» Work instructions
Write out all of the material below word for word, line by line, changing nothing.

##### Task input

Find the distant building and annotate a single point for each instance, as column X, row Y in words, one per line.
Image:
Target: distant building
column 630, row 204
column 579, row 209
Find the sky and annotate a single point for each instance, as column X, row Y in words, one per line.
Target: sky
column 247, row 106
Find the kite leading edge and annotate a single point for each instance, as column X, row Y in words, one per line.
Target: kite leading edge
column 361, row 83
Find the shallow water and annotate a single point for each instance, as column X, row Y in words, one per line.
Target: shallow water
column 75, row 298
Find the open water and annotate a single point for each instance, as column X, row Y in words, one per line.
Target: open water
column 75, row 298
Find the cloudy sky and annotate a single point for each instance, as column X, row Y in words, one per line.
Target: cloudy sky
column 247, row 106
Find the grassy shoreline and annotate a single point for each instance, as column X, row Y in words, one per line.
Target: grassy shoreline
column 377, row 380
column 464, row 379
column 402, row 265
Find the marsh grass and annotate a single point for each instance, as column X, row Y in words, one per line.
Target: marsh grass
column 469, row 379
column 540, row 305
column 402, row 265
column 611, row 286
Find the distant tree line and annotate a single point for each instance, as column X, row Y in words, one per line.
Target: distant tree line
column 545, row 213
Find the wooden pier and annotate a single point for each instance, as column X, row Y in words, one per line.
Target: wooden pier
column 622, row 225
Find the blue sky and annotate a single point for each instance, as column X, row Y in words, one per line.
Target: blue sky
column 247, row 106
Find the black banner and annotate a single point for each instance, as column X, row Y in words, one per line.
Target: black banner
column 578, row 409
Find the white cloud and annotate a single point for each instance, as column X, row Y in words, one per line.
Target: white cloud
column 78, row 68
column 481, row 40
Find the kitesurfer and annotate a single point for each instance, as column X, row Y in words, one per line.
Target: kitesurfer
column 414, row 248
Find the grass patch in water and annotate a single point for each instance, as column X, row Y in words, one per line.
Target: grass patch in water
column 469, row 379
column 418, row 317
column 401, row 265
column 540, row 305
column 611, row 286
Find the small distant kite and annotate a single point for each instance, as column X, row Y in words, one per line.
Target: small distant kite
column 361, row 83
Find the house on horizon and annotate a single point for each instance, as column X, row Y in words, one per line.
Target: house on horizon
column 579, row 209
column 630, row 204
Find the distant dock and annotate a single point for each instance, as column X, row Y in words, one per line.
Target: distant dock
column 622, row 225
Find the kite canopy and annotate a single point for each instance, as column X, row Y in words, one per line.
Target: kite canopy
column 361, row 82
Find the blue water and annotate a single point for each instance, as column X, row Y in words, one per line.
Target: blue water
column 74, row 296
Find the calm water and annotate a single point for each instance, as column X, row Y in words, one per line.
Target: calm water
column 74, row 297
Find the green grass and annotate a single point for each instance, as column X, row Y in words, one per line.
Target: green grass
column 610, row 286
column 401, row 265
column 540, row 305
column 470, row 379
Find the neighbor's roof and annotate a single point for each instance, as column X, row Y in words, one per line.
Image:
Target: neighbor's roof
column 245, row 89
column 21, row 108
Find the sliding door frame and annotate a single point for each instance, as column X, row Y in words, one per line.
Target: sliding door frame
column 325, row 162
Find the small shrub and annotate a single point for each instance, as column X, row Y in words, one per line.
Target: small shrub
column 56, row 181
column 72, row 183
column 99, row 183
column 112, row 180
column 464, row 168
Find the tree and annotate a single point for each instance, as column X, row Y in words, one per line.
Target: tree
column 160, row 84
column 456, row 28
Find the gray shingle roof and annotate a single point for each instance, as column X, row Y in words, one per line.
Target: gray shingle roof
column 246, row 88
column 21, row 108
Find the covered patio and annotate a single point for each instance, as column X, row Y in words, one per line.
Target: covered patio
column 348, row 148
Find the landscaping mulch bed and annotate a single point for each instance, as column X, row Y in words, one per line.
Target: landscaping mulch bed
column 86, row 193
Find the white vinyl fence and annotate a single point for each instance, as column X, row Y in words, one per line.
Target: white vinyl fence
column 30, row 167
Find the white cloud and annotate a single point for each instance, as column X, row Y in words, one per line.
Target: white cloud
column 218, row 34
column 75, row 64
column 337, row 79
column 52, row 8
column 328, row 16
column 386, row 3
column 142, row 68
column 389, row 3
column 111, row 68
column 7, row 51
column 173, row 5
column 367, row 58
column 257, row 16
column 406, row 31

##########

» The output
Find the distant building and annotate a single point for each instance, as column X, row Y in words, one per line.
Image:
Target: distant building
column 630, row 204
column 579, row 209
Find the sky and annotate a single point for each instance, as column X, row Y in words, one per line.
Target: sky
column 247, row 106
Find the kite leading edge and annotate a single point for each instance, as column X, row Y in words, one per line.
Target: kite leading edge
column 361, row 83
Find the shallow water and annotate a single point for each instance, as column X, row Y in words, one per line.
Target: shallow water
column 75, row 298
Find the open water and annotate a single point for each instance, as column X, row Y in words, one per line.
Target: open water
column 75, row 298
Find the cloudy sky and annotate a single point for each instance, as column X, row Y in words, one per line.
Target: cloudy sky
column 247, row 106
Find the grassy shoreline and annotate a single point for each instance, as column X, row Y in words, one per line.
Target: grassy shoreline
column 377, row 380
column 464, row 379
column 402, row 265
Find the marsh grass and annotate a single point for each instance, as column X, row Y in words, one per line.
Target: marsh grass
column 469, row 379
column 540, row 305
column 402, row 265
column 611, row 286
Find the distant tree line and annotate a single point for each instance, as column X, row Y in words, one per line.
Target: distant tree line
column 545, row 213
Find the wooden pier and annotate a single point for each instance, as column X, row Y in words, one per line.
Target: wooden pier
column 622, row 225
Find the blue sky and annotate a single point for each instance, as column X, row Y in words, one per line.
Target: blue sky
column 247, row 106
Find the black banner and annotate a single point for each instance, as column X, row Y in words, one per line.
Target: black banner
column 578, row 409
Find the white cloud and annotate a single point for each instance, as column X, row Y in words, one per line.
Target: white cloud
column 78, row 68
column 481, row 40
Find the kitesurfer and annotate a single point for each instance, as column X, row Y in words, one per line.
Target: kitesurfer
column 414, row 248
Find the grass patch in water and annotate a single point for each instance, as column X, row Y in words, one per line.
Target: grass patch in water
column 469, row 379
column 418, row 317
column 401, row 265
column 540, row 305
column 611, row 286
Find the small distant kite and annotate a single point for each instance, as column X, row Y in words, one per line.
Target: small distant kite
column 361, row 83
Find the house on horizon and annotate a single point for each instance, as column X, row Y in words, one per line.
Target: house on horizon
column 579, row 209
column 630, row 204
Find the distant dock and annotate a single point for each instance, as column X, row Y in words, one per line.
Target: distant dock
column 622, row 225
Find the kite canopy and annotate a single point for each instance, as column X, row Y in words, one per line.
Target: kite canopy
column 361, row 82
Find the blue water and annotate a single point for each instance, as column X, row Y in words, one per line.
Target: blue water
column 74, row 296
Find the calm water and annotate a single point for each instance, as column X, row Y in words, one per line.
Target: calm water
column 74, row 297
Find the green grass and annotate a single point for each instance, as column X, row Y in words, one per line.
Target: green grass
column 610, row 286
column 401, row 265
column 540, row 305
column 470, row 379
Find the neighbor's roof and annotate a single point for each instance, as column X, row Y in words, one per line.
Image:
Target: neighbor's roof
column 245, row 89
column 21, row 108
Find the sliding door frame and annotate a single point for each instance, as column X, row Y in words, one per line.
Target: sliding door frame
column 325, row 162
Find the small shrub and annotate a single point for each instance, as column X, row Y in words, one per line.
Target: small shrub
column 56, row 181
column 72, row 183
column 99, row 183
column 112, row 180
column 464, row 168
Find the tree and annotate a single point for each instance, as column X, row Y in words, one per line.
Target: tree
column 160, row 84
column 456, row 28
Find the gray shingle roof and annotate a single point for each instance, as column X, row Y in words, one per line.
Target: gray shingle roof
column 246, row 88
column 21, row 108
Find the covered patio and annotate a single point for each instance, as column X, row Y in words, one per line.
Target: covered patio
column 348, row 148
Find the landscaping mulch bed and annotate a single point for each instance, as column X, row Y in words, one per line.
Target: landscaping mulch bed
column 86, row 193
Find the white vinyl fence and annotate a single point for each instance, as column X, row Y in words, one per line.
Target: white vinyl fence
column 30, row 167
Find the white cloud and annotate a single point for each instance, as column X, row Y in words, one per line.
Target: white cloud
column 218, row 34
column 75, row 64
column 337, row 79
column 52, row 8
column 328, row 16
column 386, row 3
column 142, row 68
column 389, row 3
column 111, row 68
column 7, row 51
column 173, row 5
column 367, row 58
column 257, row 16
column 406, row 31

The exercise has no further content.